GIVEN PASSAGE:
=== Begin Enclosure ===

General Data Protection Regulation (GDPR)
The General Data Protection Regulation (GDPR) is an European Union (EU) regulation that details requirements for companies and organizations on collecting, storing and managing personal data. It applies to European organizations that process personal data of individuals in the EU, and to organizations outside the EU that target people living in the EU. It also addresses the export of personal data outside the EU and European Economic Area (EEA) areas. GDPR became enforceable on 25 May 2018. Because GDPR is a regulation, and not a directive, it does not require national governments to pass any enabling legislation and is directly binding and applicable.
GDPR aims primarily to give control to citizens and residents over their personal data and to simplify the regulatory environment for international business by unifying the regulation within the EU.
The regulation contains provisions and requirements pertaining to the processing of personally identifiable information of individuals (also referred to as data subjects) inside the European Union, and applies to all enterprises, regardless of location, that are doing business with the European Economic Area.
Personal data must be protected by design and by default, to ensure it is not available publicly without explicit, informed consent, and cannot be used to identify a subject without additional information stored separately. No personal data may be processed unless it is done under a lawful basis specified by the regulation or unless the data controller or processor has received an unambiguous and individualized affirmation of consent from the data subject. The data subject has the right to revoke this consent at any time.

=== End Enclosure ===

USING THE INFORMATION:
1: According to the GDPR text, on what date did the regulation become enforceable?
2: Translate this sentence from the GDPR text into Spanish: "GDPR aims primarily to give control to citizens and residents over their personal data and to simplify the regulatory environment for international business by unifying the regulation within the EU."
3: Carry on the GDPR text from its last sentence.

[Natural-language object grounding data]
=== Begin Enclosure ===

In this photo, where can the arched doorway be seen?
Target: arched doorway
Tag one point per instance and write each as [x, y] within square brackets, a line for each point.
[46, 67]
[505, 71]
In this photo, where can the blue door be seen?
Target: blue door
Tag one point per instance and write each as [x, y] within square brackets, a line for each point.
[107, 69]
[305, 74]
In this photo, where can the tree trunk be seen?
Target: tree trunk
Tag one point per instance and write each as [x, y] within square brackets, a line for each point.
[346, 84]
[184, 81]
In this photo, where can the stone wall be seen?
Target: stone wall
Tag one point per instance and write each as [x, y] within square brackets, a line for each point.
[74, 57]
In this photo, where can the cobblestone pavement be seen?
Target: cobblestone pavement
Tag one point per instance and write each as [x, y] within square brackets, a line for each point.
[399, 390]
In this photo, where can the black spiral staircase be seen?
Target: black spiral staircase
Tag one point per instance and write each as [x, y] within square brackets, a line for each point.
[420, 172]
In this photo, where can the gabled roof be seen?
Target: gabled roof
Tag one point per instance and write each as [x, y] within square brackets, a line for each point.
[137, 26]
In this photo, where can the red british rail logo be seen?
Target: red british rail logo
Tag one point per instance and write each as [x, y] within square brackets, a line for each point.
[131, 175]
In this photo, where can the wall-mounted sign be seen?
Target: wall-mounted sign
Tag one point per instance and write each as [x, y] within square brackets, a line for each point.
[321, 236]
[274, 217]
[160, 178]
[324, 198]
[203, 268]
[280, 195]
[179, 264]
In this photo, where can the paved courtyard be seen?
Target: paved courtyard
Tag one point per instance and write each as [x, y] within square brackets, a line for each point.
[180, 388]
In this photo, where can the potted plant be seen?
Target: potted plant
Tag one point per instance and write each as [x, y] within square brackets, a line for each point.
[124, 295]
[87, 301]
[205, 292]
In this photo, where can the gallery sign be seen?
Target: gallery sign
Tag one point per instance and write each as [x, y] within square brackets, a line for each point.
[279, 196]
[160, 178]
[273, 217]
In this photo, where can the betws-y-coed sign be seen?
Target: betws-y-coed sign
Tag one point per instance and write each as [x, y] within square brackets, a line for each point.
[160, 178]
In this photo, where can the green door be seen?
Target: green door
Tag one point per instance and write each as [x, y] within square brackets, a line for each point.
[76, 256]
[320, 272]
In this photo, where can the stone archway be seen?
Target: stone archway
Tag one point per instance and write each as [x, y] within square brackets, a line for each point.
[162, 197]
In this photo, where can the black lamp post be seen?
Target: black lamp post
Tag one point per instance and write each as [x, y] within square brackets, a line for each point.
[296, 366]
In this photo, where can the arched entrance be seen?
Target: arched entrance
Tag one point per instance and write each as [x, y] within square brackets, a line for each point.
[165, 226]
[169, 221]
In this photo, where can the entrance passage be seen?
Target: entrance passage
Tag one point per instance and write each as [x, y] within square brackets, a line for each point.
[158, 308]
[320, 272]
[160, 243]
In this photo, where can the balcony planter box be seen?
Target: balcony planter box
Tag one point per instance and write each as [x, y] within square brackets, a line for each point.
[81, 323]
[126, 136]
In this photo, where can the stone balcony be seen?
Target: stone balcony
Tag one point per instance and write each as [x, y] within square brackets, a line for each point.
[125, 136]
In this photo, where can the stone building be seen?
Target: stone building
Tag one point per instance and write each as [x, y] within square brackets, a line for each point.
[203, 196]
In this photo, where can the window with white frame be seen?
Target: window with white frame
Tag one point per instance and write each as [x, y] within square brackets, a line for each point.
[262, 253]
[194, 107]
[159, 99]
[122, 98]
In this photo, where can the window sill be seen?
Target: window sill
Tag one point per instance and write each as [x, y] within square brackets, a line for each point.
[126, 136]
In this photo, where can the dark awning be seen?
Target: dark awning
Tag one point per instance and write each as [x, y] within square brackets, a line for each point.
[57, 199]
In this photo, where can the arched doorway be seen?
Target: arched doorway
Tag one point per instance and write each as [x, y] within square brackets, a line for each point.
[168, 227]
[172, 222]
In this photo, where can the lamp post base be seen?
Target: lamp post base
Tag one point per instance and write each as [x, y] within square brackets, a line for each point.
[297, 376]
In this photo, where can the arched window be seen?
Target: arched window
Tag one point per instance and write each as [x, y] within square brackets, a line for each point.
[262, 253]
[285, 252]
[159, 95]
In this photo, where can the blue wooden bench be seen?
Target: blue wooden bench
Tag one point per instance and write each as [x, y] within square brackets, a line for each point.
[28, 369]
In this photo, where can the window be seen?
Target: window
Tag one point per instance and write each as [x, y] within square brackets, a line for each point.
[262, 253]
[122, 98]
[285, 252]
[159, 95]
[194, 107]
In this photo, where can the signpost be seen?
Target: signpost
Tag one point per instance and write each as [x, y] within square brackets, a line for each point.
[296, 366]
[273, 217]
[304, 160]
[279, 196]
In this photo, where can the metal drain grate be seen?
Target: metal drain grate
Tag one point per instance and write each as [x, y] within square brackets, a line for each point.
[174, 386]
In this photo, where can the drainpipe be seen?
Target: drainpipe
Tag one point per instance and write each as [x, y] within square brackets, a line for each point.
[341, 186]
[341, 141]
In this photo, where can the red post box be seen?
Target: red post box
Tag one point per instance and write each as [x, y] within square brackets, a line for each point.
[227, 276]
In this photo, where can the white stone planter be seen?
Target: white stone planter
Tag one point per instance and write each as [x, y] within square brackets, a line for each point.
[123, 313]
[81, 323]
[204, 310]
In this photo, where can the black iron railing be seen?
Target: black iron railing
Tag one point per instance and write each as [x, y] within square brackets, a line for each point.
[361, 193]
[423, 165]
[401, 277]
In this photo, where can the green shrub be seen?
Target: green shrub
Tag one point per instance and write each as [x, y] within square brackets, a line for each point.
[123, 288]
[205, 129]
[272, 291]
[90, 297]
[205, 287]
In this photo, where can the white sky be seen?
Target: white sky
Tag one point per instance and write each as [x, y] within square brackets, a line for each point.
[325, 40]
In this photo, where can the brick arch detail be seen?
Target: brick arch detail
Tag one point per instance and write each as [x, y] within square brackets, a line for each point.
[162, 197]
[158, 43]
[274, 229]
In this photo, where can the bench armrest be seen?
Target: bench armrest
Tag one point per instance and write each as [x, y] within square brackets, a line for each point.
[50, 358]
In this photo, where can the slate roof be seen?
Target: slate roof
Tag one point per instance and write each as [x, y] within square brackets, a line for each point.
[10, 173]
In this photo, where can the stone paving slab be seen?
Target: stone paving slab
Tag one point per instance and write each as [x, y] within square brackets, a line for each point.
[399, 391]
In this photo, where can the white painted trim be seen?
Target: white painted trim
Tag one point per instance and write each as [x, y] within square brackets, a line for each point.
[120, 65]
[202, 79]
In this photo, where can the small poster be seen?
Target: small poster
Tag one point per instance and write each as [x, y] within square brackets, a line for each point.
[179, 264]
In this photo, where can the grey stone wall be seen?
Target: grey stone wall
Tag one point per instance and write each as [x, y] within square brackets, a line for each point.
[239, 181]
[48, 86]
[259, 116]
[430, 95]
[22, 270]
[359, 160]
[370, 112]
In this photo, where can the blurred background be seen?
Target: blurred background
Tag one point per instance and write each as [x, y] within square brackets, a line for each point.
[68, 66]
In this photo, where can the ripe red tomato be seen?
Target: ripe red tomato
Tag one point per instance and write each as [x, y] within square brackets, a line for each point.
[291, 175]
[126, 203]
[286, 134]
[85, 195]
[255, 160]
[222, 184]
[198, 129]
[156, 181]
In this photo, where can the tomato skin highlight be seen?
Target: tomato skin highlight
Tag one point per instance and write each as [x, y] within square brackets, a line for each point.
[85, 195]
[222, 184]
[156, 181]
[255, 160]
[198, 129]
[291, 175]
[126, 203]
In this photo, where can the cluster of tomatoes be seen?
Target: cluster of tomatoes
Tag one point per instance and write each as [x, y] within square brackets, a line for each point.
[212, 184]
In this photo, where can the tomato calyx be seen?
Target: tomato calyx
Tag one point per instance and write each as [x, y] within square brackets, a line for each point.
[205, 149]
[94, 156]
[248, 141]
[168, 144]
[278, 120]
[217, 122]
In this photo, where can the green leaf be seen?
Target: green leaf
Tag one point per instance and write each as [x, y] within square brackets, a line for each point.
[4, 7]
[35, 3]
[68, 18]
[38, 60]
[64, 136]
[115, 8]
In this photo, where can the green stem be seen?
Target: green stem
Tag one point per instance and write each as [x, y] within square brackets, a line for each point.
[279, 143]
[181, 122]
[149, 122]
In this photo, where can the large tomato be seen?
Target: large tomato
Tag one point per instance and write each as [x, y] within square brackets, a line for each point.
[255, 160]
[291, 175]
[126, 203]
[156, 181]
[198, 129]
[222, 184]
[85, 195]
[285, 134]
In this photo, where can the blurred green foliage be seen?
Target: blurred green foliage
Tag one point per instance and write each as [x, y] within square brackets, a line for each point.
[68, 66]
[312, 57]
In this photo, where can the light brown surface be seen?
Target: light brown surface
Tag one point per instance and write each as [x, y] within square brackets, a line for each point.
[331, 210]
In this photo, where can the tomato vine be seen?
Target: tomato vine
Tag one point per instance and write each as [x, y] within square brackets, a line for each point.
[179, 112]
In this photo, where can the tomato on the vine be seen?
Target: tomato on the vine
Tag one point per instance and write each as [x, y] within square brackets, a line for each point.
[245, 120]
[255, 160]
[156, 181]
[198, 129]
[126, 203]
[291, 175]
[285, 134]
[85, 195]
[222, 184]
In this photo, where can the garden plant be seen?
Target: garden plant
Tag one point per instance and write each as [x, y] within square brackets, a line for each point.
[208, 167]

=== End Enclosure ===

ANSWERS TO THE EXERCISES:
1: 25 May 2018

2: El RGPD tiene como objetivo principal dar a los ciudadanos y residentes el control sobre sus datos personales y simplificar el entorno regulatorio para los negocios internacionales mediante la unificación de la normativa dentro de la UE.

3:
A processor of personal data must clearly disclose any data collection, declare the lawful basis and purpose for data processing, and state how long data is being retained and if it is being shared with any third parties or outside of the EU. Data subjects have the right to request a portable copy of the data collected by a processor in a common format, and the right to have their data erased under certain circumstances. Public authorities, and businesses whose core activities center around regular or systematic processing of personal data, are required to employ a data protection officer (DPO), who is responsible for managing compliance with the GDPR. Businesses must report any data breaches within 72 hours if they have an adverse effect on user privacy.
The purpose of GDPR is to give control to EU citizens and residents over their personal data and to simplify the regulatory environment for international business by unifying the regulation within the EU.
Personal data is any information about an identifiable person, also known as the data subject. Personal data includes information such as their name, address, ID card/passport number, income, cultural profile, Internet Protocol (IP) address, mobile device ID, data held by a hospital or doctor (which uniquely identifies a person for health purposes), etc.
The regulation applies to all enterprises, business and individuals, regardless of location, that are doing business with the European Economic Area.
GDPR generally requires security measures to protect against unauthorized access to the IT system used for the processing of personal data. The European Union Agency For Network and Information Security (ENISA) issued guidelines that interpret GDPR and help companies become compliant. In its guideline, it states that “Two-factor authentication should preferably be used for accessing systems that process personal data. The authentication factors could be passwords, security tokens, USB sticks with a secret token, biometrics etc.”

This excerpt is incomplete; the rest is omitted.